Data shown.
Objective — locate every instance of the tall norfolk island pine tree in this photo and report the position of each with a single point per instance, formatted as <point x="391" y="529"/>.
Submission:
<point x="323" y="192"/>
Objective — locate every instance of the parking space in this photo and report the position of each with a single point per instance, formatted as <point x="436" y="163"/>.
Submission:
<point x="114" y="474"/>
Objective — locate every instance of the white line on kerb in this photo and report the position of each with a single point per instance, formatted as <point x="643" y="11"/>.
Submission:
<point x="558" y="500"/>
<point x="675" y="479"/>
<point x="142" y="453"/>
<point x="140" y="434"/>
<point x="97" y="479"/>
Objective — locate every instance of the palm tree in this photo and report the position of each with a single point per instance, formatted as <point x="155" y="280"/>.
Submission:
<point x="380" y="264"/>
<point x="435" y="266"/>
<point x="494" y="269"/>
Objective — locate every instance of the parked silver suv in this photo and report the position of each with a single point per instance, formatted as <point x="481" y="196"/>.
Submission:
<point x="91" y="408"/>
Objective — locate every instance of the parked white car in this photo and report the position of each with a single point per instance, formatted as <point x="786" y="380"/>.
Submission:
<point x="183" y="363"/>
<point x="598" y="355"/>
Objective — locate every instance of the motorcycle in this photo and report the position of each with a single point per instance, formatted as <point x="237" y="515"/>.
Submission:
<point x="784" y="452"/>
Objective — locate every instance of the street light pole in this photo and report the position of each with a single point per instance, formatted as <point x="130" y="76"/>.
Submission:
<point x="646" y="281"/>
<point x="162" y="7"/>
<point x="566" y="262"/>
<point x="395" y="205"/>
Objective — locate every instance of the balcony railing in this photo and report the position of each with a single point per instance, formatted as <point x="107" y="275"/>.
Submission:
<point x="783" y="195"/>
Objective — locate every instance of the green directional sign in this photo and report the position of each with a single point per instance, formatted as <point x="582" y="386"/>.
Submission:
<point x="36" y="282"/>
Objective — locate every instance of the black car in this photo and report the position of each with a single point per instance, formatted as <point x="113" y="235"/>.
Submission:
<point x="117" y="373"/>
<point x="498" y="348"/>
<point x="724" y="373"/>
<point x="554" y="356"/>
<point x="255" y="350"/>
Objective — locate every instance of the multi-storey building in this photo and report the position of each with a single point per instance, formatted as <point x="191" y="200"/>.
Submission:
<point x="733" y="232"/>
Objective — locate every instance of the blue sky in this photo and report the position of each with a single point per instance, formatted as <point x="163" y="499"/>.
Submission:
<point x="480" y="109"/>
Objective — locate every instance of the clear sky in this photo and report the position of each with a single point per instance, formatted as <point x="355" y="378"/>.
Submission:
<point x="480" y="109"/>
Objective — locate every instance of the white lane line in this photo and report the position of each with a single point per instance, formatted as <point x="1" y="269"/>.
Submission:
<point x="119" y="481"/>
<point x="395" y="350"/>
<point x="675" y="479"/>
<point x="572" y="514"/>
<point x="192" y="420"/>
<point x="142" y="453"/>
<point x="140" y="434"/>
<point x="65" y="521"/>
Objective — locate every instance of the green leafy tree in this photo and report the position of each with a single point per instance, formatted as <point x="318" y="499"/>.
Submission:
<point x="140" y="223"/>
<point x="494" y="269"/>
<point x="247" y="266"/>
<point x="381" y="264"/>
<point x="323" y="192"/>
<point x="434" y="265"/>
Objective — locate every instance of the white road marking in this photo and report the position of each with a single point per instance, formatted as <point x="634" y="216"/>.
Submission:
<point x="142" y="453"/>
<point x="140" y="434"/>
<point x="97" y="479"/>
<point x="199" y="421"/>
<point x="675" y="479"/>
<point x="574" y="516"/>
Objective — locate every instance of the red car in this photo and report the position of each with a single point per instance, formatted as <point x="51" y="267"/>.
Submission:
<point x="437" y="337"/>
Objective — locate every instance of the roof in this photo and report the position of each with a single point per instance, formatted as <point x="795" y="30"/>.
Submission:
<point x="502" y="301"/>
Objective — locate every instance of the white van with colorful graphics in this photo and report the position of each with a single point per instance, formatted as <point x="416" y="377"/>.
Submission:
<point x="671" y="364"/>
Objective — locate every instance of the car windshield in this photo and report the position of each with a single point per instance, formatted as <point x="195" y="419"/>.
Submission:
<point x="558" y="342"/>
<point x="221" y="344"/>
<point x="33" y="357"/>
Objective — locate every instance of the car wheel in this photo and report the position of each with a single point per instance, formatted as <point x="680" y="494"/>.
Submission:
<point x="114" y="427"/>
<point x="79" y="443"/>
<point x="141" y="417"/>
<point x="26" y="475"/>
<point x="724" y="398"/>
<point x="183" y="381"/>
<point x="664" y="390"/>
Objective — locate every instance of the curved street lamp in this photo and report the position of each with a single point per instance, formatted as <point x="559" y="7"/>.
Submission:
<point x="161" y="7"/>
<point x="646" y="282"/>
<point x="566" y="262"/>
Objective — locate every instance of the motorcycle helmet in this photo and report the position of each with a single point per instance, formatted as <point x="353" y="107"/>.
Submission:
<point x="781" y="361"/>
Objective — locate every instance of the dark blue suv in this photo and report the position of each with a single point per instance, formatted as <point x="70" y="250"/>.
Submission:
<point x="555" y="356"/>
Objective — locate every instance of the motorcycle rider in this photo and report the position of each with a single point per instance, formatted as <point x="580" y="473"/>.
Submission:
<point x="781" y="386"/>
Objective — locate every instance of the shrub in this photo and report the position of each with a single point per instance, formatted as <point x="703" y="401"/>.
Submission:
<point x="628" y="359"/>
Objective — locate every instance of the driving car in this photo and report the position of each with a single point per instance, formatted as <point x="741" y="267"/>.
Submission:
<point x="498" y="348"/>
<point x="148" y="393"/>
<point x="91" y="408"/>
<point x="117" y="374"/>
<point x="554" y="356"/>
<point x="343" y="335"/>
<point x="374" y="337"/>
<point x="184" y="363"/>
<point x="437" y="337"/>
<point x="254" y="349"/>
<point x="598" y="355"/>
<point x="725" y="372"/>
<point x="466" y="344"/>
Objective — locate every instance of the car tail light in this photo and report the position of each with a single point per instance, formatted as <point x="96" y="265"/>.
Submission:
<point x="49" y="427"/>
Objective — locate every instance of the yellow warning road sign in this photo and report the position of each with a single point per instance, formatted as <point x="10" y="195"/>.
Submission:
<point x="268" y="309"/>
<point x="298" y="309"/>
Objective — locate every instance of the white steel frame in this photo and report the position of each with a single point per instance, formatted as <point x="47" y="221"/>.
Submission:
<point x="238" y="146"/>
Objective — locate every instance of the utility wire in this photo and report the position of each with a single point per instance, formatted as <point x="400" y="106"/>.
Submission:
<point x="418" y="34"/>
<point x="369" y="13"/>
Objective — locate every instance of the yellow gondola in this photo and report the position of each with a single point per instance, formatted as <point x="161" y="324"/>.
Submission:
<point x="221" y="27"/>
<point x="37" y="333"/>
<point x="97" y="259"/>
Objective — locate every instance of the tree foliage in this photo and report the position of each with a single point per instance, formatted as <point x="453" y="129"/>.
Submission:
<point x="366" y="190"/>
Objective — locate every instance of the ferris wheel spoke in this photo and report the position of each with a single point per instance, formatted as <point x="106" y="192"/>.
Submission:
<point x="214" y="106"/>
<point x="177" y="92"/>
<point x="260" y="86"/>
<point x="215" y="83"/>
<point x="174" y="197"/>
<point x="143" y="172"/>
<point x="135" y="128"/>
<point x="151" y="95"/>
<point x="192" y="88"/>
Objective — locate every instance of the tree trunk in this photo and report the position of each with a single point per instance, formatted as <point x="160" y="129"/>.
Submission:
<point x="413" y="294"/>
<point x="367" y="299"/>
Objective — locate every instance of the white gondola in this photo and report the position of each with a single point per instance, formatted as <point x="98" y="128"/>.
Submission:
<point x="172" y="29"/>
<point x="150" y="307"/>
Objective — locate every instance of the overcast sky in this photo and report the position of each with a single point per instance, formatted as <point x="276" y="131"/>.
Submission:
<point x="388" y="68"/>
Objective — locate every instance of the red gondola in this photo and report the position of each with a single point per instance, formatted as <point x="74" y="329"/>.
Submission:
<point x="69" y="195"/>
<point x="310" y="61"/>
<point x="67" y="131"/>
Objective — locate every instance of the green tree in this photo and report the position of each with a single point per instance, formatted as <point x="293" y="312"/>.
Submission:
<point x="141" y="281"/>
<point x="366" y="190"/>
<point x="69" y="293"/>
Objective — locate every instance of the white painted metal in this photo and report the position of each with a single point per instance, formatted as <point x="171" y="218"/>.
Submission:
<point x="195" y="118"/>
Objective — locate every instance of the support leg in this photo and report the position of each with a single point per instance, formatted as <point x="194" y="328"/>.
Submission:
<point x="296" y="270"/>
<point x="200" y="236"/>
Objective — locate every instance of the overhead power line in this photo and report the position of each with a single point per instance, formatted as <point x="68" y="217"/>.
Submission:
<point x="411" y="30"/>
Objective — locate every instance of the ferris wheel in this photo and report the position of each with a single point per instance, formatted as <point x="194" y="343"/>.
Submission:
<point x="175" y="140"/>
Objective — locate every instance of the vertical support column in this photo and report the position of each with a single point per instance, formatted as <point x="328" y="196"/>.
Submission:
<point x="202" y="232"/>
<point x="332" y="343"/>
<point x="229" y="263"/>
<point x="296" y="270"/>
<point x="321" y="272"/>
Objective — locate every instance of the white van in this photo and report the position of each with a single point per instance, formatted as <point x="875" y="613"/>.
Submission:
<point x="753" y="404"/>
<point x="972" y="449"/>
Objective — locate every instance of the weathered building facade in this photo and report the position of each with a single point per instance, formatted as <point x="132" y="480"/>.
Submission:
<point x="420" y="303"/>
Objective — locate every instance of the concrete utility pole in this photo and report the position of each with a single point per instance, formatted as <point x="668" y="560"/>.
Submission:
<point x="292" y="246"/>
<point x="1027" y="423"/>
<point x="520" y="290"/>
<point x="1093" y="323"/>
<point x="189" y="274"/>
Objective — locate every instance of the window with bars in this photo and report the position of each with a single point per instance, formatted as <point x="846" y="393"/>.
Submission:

Goal. Rewrite the lines from the one containing "Objective — locate every instance of the weathered" through the last line, substituting "Response" for "Submission" and leaving everything else unchanged. Give only those lines.

Answer to the exercise.
Objective — locate every instance of the weathered building facade in this photo and report the position of each with a single point per instance, formatted as <point x="132" y="480"/>.
Response:
<point x="420" y="303"/>
Objective — locate every instance of the concrete utility pole in this photo and report the position of each with a single point per instance, formatted as <point x="668" y="560"/>.
Response:
<point x="292" y="246"/>
<point x="1027" y="423"/>
<point x="520" y="290"/>
<point x="1093" y="323"/>
<point x="189" y="274"/>
Objective — locate every instance of the window with bars in this photo and report the position of each with a single point per instance, formatted as <point x="846" y="393"/>.
Response:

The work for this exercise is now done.